◆ TRECHO PARA LEITURA:
>>>>>

Para compreendermos os motivos ea aceitação desse convite, é necessário abordar dois pontos fundamentais. O primeiro está relacionado aos acontecimentos na França, onde houve a consolidação de um Estado laico, sobretudo, a partir da instituição das propostas dos ministros Pierre Waldick-Rousseau e Émile Combes, entre 1899 e 1905, que levariam ao fechamento de inúmeras instituições de ensino católicas. Conforme Zagheni (1999), desde 1904 e, sobretudo, a partir da lei de 1905, o Estado francês impôs gravíssimos impedimentos às atividades da Igreja, tais como a abolição do ensino católico, o fechamento de 12 mil escolas católicas, a exclusão de congregações religiosas, o confisco dos bens da Igreja (até mesmo Igrejas e casas paroquiais tiveram que entregar os locais de culto para associações) e a ruptura das relações diplomáticas com a Igreja romana. Isso culminou com muitas congregações religiosas buscando continuidade em outros países.
O segundo ponto está relacionado à política expansionista da Igreja Católica no Brasil, que no período buscava levar a termo um processo de descentralização do poder eclesiástico, sobretudo, diante da perda dos privilégios que eram mantidos pelos proventos governamentais no período imperial, o que tornava importante que a Igreja Católica se expandisse por todo o território brasileiro, por meio de uma organização eclesiástica que fosse bem sucedida, com características sociais e princípios doutrinários e iniciativas, tais como sacramentar formaturas, inaugurações, benzer prédios públicos, gerir hospitais, dispensários e asilos.
Assim, sem o respaldo do novo regime republicano, a hierarquia da Igreja Católica resolveu concentrar seus esforços e investimentos na área social que estivesse mais próxima de sua influência. Por essa política, a Igreja Católica buscava implantar em todos os Estados brasileiros pelo menos uma diocese e dispor de um sistema interno de governo que se pautasse no atendimento ao requisito mínimo para o funcionamento de uma diocese e na concentração de recursos organizacionais: dignitários, seminários, escola e funcionários (Miceli, 1988).
Nesse sentido, a atuação de D. José Marcondes Homem de Mello foi marcante, por meio de sua ação político-social e histórico-eclesial, ao perceber que a cidade de Jaboticabal, em São Paulo, estava em pleno desenvolvimento com a chegada da ferrovia e a produção do café, o que possibilitava a produção agrícola e a criação de gado, com a circulação de mercadorias nas cidades mais próximas e mesmo em cidades de Minais Gerais. Constatados o progresso e o desenvolvimento, viu-se a possibilidade de recursos disponíveis dos fazendeiros e industriais para a manutenção e construção de suas obras de caridade. O costume era que, ao realizar festas ou cerimônias pelas municipalidades locais, os representantes da Igreja Católica recebessem as pessoas abastadas e, na ocasião, divulgassem as obras da Igreja, para, em seguida, angariar donativos.

<<<<<

◆ DADOS FORNECIDOS:

>>>>>

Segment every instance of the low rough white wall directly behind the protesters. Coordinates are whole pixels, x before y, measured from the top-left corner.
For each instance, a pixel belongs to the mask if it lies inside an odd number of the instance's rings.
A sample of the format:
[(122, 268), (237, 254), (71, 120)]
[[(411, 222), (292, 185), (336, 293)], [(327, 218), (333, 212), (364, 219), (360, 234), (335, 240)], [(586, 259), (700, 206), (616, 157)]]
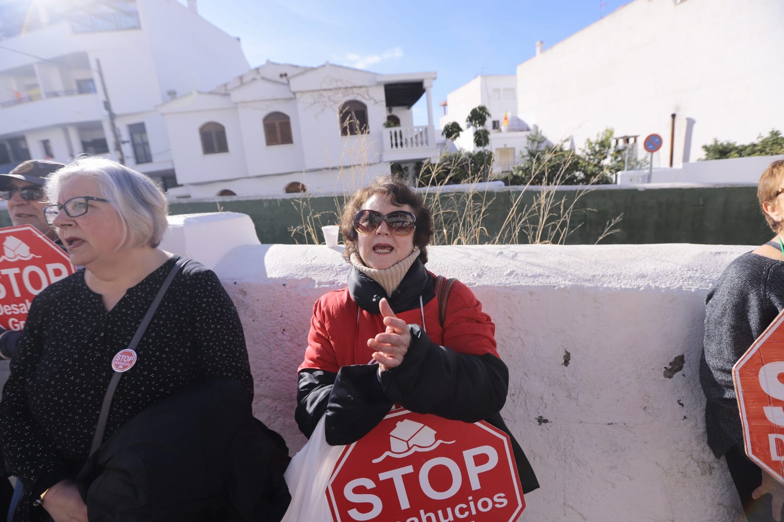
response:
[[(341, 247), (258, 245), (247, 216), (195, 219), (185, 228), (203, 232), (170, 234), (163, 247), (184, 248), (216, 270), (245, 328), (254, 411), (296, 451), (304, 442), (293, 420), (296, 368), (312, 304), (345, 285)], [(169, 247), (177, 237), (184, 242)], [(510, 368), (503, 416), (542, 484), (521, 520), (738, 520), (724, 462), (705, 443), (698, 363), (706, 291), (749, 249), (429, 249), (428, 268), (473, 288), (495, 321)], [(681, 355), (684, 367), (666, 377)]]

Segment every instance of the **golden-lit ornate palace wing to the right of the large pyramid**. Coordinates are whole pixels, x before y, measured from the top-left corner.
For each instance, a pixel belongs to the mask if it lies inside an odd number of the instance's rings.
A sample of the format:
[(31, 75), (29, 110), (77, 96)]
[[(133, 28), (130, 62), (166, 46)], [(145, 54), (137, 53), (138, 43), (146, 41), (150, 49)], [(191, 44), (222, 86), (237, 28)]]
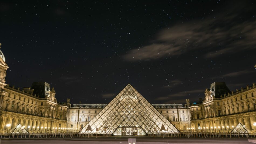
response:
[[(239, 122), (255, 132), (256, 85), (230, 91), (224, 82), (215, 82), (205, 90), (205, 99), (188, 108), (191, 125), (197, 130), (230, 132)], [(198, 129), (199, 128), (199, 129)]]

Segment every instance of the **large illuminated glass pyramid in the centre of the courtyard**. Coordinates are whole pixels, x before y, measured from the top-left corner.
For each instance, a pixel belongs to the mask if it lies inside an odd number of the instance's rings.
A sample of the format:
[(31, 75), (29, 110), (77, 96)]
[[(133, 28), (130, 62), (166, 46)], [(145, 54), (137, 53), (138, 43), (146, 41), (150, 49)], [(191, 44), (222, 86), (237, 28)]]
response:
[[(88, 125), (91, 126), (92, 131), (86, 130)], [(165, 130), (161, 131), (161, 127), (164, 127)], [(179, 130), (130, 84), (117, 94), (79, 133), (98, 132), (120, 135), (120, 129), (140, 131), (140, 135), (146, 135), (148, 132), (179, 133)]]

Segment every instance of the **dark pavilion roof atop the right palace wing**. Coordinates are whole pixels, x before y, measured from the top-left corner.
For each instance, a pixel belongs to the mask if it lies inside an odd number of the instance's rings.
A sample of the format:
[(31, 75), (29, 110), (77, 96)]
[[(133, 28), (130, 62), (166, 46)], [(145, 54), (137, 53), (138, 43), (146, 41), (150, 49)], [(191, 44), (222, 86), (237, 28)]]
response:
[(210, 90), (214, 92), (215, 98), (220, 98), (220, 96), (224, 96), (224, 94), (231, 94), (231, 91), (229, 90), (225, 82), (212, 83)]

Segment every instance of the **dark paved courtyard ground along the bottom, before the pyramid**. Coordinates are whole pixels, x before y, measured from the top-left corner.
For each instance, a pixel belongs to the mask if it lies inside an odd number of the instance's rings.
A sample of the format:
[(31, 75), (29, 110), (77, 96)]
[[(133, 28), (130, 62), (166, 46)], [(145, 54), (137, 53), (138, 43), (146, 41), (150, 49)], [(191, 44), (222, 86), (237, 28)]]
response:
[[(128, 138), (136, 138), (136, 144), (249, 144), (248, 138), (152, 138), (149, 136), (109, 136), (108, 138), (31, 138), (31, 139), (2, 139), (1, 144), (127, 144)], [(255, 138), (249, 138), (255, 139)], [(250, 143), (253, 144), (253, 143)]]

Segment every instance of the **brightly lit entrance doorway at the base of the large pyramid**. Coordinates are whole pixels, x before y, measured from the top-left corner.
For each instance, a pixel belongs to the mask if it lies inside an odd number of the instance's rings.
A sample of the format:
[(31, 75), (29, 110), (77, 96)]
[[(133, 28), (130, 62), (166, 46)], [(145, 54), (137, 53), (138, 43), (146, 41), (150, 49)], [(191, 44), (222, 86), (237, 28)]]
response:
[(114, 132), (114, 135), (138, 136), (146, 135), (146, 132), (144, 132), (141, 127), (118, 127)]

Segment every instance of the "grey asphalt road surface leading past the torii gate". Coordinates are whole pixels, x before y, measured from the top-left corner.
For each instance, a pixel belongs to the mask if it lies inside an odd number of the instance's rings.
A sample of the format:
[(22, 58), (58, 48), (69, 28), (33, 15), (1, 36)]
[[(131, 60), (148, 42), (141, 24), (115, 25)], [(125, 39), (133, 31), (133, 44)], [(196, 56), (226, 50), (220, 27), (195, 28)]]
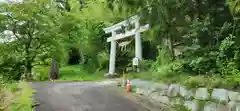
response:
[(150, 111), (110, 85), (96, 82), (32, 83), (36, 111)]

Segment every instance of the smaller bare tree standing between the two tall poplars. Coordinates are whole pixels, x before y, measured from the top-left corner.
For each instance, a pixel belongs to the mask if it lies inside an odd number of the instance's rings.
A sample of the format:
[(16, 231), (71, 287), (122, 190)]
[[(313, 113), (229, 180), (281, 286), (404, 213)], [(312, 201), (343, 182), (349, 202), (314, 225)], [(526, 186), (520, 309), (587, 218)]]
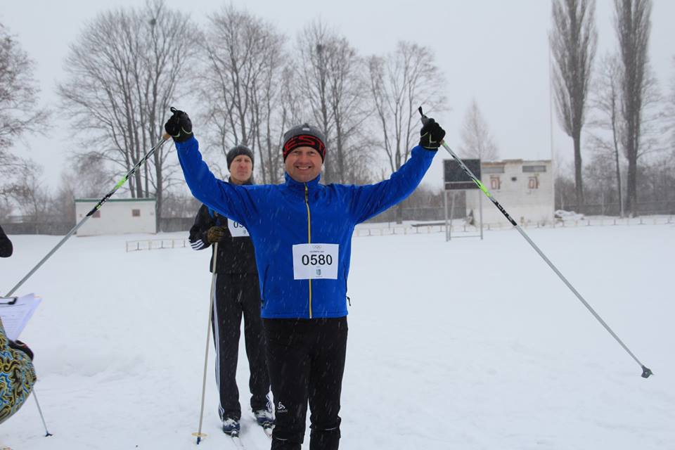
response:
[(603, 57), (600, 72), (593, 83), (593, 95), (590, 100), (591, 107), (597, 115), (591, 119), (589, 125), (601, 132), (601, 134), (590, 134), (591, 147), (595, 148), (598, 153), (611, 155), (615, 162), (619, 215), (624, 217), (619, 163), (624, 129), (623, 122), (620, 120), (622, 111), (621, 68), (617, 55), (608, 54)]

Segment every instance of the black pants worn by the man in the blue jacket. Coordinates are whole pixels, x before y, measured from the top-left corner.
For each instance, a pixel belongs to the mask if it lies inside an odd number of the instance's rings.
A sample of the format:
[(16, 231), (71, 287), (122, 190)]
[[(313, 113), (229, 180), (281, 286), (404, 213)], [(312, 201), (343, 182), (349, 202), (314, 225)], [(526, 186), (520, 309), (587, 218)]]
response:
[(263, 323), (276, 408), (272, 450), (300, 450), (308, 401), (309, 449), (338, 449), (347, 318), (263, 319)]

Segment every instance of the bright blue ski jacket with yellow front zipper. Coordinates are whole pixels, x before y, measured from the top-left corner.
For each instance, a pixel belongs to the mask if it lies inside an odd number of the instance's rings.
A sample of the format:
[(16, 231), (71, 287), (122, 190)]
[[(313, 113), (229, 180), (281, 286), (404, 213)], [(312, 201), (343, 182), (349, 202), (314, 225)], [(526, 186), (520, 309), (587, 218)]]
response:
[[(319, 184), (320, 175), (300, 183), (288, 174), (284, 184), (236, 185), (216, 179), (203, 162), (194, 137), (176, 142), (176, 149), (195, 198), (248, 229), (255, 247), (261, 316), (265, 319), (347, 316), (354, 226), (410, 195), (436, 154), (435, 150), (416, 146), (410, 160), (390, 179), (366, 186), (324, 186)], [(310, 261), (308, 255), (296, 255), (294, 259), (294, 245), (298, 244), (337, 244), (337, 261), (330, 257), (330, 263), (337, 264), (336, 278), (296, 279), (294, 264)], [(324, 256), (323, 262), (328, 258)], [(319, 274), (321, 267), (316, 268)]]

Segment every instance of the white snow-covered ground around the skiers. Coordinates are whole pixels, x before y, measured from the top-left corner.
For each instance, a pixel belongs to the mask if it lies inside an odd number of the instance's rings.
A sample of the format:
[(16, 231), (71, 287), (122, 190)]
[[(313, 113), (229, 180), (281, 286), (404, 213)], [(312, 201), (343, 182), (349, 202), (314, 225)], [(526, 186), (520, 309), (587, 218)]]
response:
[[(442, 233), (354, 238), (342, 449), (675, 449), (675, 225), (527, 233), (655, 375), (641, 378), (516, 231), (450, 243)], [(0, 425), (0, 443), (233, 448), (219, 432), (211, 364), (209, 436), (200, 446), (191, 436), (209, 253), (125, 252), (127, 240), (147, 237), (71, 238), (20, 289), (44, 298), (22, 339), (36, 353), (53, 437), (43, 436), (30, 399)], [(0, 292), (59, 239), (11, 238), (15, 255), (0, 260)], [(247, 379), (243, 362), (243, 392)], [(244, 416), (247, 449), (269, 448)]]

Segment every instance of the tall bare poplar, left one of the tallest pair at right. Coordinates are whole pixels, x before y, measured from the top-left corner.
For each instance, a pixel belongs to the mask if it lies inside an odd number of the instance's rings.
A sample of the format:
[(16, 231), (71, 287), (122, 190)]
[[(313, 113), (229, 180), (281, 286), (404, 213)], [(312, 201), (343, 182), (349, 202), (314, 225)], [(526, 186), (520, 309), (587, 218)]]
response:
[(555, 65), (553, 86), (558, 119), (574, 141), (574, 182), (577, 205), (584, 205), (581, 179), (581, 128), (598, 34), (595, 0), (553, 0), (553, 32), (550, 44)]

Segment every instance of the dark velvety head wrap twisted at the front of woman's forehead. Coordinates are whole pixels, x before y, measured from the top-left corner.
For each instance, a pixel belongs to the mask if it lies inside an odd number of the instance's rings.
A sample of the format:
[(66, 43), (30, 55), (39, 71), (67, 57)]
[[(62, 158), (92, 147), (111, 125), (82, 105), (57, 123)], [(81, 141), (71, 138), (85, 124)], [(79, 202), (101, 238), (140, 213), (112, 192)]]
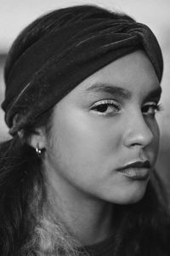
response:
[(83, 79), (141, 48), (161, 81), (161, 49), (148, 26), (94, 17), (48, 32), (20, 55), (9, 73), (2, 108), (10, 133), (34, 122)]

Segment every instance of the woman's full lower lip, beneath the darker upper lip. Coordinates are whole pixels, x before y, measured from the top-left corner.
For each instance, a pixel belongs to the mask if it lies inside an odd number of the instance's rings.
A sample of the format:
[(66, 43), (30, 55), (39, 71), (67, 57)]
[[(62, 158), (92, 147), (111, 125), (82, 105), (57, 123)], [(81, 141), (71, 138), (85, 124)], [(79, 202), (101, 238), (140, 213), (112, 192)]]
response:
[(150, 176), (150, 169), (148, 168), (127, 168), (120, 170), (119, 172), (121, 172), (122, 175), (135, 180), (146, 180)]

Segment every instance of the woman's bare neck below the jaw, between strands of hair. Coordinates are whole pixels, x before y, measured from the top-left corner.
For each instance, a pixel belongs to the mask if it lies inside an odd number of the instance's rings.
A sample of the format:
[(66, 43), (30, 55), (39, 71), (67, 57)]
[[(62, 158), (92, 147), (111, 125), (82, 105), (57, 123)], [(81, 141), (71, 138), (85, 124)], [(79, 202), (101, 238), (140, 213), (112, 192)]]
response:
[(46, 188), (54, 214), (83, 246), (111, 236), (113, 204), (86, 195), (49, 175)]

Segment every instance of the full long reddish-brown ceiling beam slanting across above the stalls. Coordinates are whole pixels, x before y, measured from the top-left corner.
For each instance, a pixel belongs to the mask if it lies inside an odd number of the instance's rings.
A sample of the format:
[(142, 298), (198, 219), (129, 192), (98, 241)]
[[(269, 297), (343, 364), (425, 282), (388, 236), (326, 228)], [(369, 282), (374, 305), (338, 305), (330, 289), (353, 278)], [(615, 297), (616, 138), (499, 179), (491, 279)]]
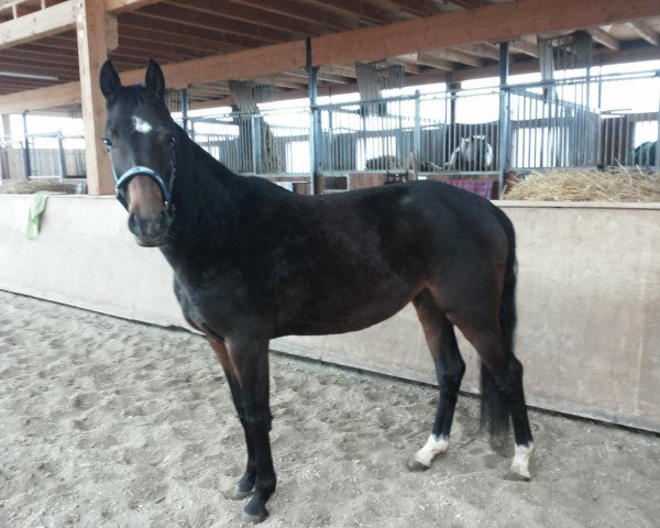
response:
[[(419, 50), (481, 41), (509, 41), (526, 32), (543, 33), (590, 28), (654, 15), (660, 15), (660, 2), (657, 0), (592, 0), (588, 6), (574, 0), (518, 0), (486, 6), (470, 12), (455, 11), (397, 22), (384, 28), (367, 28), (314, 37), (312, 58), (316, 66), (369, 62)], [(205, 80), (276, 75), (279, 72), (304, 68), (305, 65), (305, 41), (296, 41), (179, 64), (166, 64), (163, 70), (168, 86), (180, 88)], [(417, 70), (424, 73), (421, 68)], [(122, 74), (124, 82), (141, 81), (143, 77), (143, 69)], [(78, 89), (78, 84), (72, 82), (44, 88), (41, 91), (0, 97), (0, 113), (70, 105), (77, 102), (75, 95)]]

<<<<<

◆ TAREFA 1: Segundo o texto sobre a Igreja Católica na França e no Brasil, quantas escolas católicas foram fechadas pelo Estado francês?
◆ TAREFA 2: Dê continuidade ao texto sobre a Igreja Católica na França e no Brasil, começando logo após a última frase.

◆ RESPOSTA 1: 12 mil escolas católicas.

◆ RESPOSTA 2:
Nesse contexto, a Madre Superiora Geral das Religiosas de Santo André aceitou o convite e encaminhou para o Brasil, em 22 de janeiro de 1914, Madre Lúcia Maria Doyle (Angelina Doyle), irlandesa, e as irmãsreligiosas Francisca Peeters (Elizabeth Peeters), Lucy Chopinet, Ana Schockaert (Elisa Shockaert), belgas, e a irmã religiosa Alice Corradini (AdéleCorradini), que chegaram a Santos, no Estado de São Paulo, em 11 de fevereiro de 19148.
De acordo com matéria publicada em 1914, pelo Jornal Colombo, da cidade de Jaboticabal, no Estado de São Paulo, a instituição de ensino tinha sua razão de ser: “Os Paes que não podem mandar as suas filhas para colegios longínquos, afastadas do seu afectto e da sua orientação directa, já não soffrerão mais o martyrio de vê-las com os espíritos estiolados a míngua de uma provida e útil cultura mental [...]” (1914, p. 1). Dessa maneira, o colégio, para as famílias dessas moças, consistiria em investimento na preservação de seu capital moral e na garantia da educação de suas filhas com boas maneiras, em boas companhias e em um local considerado uma extensão do ambiente doméstico.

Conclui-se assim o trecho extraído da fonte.